Task list
[a] Translate this sentence from the model locomotive thread into Spanish: "The chassis should be built on a perfectly flat surface to make sure everything is in alignment."
[b] Copy out the part of the model locomotive thread between "Just some thoughts" and "the Berk kit.", inclusive.

--- START Source ---

Rob, As per the Aster web site:" both models are built to "AS RETIRED" specs" and from the photos of the static display engines it looks like no marker lights on the tender is correct. 

GNSteamer, Aster used Iron tires on their early engines I would not worry about wearing them out, I think you will wear out long before those drivers... As for rusting, they look to be painted so this should not be a problem, traction should be better, the weight of the S2 is the same as the Berkshire and I have not found the Berk. lacking in traction, unless someone has "oiled down the rails" So with iron tires the S2 should be able to pull a sizeable train!


----------



## GNSteamer (Jan 16, 2008)

I don't think the word "Oversight" exists in Han's dictionary. Exhaustive research has gone into this project in conjunction with the Great Northern Historic Society. Of all of the locomotive's in the Great Northern roster, this prototype's unique welded tender certainly simplified the replication of details in the model's Vanderbilt tender.


----------



## Ron67 (Jan 14, 2008)

Making progress on Black #, slow, but progress none the less. I have finished through step number three and am finding that the drive linkage is binding. I can get a 180 degree rotation but that's it. I've doubled checked all the steps leading up to this point but somehow something is not right. Will have to try to work this out before proceeding to the next step.


----------



## rbednarik (Jan 2, 2008)

Ron, 

Be sure to add a drop of oil to all of the running gear and axle boxes. This can cause binding due to excessive friction....I have seen perfectly square frames and running gear bind because the bearings were left dry.


----------



## k5pat (Jan 18, 2008)

the drive linkage is binding. I can get a 180 degree rotation but that's it. I've doubled checked all the steps leading up to this point but somehow something is not right. Will have to try to work this out before proceeding to the next step.



Ron, make sure the chassis is perfectly straight and that everything is square. The chassis should be built on a perfectly flat surface to make sure everything is in alignment.


Go back over every step in the book and double check your work and make sure the left and right parts are installed properly.


Just some thoughts from my experience.


----------



## danielstroka (Jan 10, 2008)

Ron, 

If it stops dead at 180 degrees it could be the strap on the eccentric connecting to the axel pump is on backwards and needs to be reversed. I did this by mistake. Also I noticed everything moves really smooth with the wieght on the wheels and wheels on the ground. However if I place blocks under the frame and elevate all the wheels off the ground, it is less free. 

So far all the parts seem to fit better (w/o any filing or deburring) than the Berk kit.


----------



## k5pat (Jan 18, 2008)

Has anyone noticed if the driver rods are rubbing on the brake support arms? Mine are very close to rubbing and with some sway while running they may rub.


----------



## Ron67 (Jan 14, 2008)

concerning the binding issue, I've narrowed the problem down to the water pump. Detatched, the rnning gear runs like a watch. Now I just need to figure out why the compression and decompression of the plunger is so stiff. 

Pat, I've noticed the same thing about the clearance between the rods and the brake hangers. So far I've not noticed any rubbing marks. Thanks to everyone for the suggestions. Hopefully I can figure out the water pump. All in all, construction has gone very smoothly and I continue to be impressed with the fit and finish.

--- END Source ---
--- START Data ---

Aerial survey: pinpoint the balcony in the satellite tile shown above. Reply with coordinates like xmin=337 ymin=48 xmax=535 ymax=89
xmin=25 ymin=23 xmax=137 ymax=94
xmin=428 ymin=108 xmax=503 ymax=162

--- END Data ---

Replies
[a] El chasis debe construirse sobre una superficie perfectamente plana para asegurarse de que todo esté alineado.

[b]
Just some thoughts from my experience.


----------



## danielstroka (Jan 10, 2008)

Ron, 

If it stops dead at 180 degrees it could be the strap on the eccentric connecting to the axel pump is on backwards and needs to be reversed. I did this by mistake. Also I noticed everything moves really smooth with the wieght on the wheels and wheels on the ground. However if I place blocks under the frame and elevate all the wheels off the ground, it is less free. 

So far all the parts seem to fit better (w/o any filing or deburring) than the Berk kit.